# Exercise:
The lines wanted are those in the data below that include "girl".

##### Task data

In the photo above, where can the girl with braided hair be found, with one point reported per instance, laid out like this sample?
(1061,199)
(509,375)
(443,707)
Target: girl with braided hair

##########

# Output of the task:
In the photo above, where can the girl with braided hair be found, with one point reported per instance, laid out like this sample?
Target: girl with braided hair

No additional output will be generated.